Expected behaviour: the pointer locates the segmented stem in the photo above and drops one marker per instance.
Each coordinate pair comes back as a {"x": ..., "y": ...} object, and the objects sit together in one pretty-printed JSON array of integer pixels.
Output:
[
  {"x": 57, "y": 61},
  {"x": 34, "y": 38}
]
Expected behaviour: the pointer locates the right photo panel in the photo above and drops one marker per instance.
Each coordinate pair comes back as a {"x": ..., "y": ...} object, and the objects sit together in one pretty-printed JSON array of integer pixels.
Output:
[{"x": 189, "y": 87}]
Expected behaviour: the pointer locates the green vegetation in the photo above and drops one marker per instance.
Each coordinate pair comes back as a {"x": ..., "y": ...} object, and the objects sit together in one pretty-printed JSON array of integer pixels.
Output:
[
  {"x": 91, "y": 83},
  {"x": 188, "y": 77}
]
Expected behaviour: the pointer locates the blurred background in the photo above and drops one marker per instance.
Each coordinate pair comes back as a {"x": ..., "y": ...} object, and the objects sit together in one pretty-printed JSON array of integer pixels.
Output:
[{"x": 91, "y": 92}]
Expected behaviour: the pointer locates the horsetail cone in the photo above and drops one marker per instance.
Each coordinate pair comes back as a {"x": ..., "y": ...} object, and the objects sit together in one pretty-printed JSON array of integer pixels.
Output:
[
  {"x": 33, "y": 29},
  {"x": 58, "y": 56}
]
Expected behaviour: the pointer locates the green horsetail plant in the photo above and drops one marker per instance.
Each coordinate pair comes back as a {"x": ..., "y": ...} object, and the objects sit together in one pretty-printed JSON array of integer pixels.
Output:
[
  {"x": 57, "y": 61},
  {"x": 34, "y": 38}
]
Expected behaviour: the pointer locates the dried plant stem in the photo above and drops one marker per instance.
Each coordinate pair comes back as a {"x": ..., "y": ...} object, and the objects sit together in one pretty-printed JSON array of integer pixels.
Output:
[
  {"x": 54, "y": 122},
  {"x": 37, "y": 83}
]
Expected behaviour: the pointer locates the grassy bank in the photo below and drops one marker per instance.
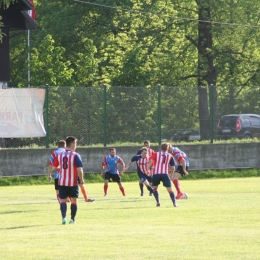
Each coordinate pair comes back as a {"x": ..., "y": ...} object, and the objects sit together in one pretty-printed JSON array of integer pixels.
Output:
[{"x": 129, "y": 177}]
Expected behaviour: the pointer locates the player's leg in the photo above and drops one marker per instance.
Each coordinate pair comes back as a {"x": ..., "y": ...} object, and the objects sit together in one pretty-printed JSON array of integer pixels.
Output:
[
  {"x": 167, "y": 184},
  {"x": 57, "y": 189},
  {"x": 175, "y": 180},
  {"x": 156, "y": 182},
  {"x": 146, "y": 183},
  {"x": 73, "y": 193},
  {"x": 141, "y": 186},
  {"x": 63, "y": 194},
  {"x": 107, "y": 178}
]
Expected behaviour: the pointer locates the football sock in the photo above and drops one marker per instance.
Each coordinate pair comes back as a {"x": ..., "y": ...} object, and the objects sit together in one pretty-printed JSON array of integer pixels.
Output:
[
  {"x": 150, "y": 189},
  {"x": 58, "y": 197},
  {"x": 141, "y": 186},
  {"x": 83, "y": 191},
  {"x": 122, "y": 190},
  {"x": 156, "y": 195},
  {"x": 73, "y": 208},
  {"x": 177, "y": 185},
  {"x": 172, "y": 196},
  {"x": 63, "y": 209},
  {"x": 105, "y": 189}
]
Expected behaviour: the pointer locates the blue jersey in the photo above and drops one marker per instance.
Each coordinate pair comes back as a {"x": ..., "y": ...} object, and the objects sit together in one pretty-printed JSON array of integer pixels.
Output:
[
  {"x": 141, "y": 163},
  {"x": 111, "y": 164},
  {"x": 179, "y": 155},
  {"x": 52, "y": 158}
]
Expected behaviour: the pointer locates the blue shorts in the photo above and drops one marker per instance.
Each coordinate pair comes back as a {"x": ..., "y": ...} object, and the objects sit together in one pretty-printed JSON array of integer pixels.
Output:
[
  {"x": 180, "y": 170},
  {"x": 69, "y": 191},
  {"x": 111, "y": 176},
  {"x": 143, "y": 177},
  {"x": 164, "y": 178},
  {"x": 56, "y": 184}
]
+++
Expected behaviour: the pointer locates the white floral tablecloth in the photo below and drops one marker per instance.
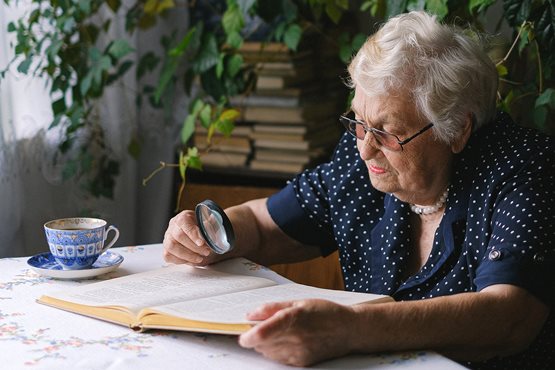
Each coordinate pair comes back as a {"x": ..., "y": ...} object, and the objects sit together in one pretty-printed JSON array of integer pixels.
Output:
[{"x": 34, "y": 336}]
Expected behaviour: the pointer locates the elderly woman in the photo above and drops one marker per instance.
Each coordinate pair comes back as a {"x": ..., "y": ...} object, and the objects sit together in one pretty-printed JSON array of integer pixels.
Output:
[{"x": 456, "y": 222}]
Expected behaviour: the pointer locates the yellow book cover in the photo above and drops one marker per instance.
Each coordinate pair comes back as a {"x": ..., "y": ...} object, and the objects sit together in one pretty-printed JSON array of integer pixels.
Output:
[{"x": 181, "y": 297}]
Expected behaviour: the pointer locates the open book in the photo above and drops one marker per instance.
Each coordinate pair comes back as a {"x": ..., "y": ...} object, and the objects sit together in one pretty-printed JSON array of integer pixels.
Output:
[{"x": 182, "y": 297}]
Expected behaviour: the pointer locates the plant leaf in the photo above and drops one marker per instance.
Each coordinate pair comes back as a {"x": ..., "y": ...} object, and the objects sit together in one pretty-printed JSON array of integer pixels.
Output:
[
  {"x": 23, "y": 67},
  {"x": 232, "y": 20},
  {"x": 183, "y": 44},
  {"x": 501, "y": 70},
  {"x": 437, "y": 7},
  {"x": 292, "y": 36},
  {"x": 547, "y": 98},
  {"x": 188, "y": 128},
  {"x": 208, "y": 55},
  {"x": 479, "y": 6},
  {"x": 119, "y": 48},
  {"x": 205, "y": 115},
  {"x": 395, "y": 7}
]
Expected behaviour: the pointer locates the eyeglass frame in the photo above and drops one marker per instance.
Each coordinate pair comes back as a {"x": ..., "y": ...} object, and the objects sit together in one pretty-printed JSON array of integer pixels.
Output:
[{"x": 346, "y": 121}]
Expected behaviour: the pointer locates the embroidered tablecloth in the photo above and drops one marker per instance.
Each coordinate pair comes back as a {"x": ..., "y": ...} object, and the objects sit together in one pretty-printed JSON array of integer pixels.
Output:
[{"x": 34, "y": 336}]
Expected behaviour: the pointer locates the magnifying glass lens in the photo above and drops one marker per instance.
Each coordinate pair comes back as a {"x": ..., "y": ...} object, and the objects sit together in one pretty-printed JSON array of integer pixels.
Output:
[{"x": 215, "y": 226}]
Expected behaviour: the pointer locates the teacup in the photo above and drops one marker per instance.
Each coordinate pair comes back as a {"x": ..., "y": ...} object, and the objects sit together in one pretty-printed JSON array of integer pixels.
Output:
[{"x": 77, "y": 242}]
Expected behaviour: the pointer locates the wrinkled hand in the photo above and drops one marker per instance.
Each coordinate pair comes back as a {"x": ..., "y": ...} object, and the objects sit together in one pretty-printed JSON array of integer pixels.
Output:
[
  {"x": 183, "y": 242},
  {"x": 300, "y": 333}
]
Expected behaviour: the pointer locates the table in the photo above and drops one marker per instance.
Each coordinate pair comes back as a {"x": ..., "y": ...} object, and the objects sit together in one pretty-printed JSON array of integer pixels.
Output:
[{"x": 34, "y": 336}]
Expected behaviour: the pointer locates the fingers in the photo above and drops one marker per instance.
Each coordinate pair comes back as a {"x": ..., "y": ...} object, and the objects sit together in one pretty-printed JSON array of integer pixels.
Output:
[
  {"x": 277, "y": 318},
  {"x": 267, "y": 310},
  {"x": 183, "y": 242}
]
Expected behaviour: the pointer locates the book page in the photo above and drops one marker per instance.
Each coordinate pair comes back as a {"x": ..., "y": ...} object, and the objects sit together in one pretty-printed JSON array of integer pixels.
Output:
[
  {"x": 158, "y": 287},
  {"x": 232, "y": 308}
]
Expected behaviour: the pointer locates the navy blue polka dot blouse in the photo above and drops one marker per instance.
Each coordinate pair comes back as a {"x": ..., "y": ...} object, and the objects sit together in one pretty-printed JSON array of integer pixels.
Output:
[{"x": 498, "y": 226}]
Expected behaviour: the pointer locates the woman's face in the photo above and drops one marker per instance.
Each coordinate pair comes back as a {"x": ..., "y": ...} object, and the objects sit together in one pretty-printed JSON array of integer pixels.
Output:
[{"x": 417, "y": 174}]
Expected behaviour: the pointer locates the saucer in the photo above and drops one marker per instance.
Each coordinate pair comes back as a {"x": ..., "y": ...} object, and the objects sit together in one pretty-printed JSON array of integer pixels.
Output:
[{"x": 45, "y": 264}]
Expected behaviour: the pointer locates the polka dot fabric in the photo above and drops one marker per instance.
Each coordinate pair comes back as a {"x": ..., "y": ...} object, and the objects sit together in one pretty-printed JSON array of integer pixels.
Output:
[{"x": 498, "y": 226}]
+++
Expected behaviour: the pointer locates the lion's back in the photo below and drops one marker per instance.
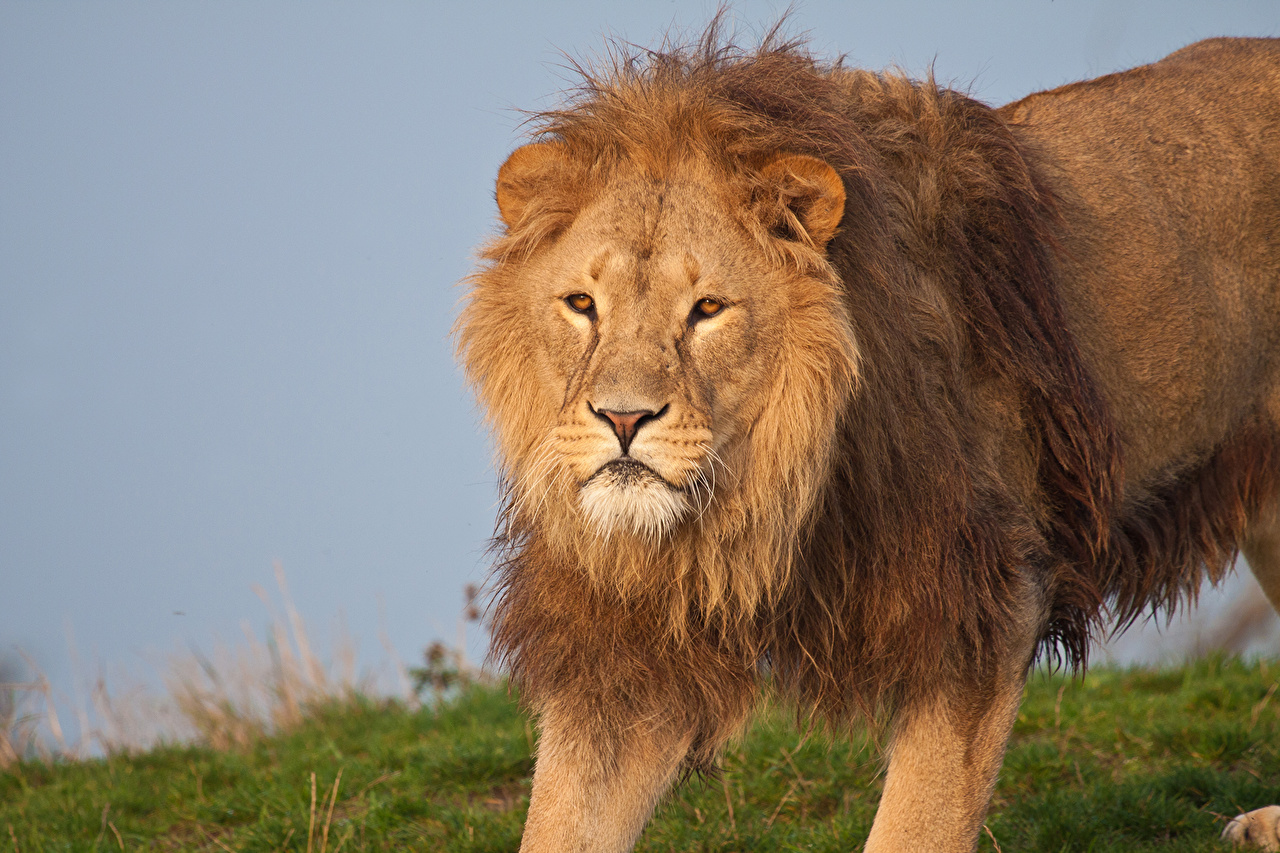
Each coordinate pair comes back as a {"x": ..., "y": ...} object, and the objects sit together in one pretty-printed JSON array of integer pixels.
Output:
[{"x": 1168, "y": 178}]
+++
-- TO DO --
Pick out every line of the entries above that contains the string "woman", treating uppercase and lowercase letters as distinct.

-- WRITTEN ANSWER --
Expected behaviour: the pointer locates the elderly woman in the photo above and drops one marker per instance.
Expected behaviour: the pointer locates the woman's face in the photo above and drops one marker per instance.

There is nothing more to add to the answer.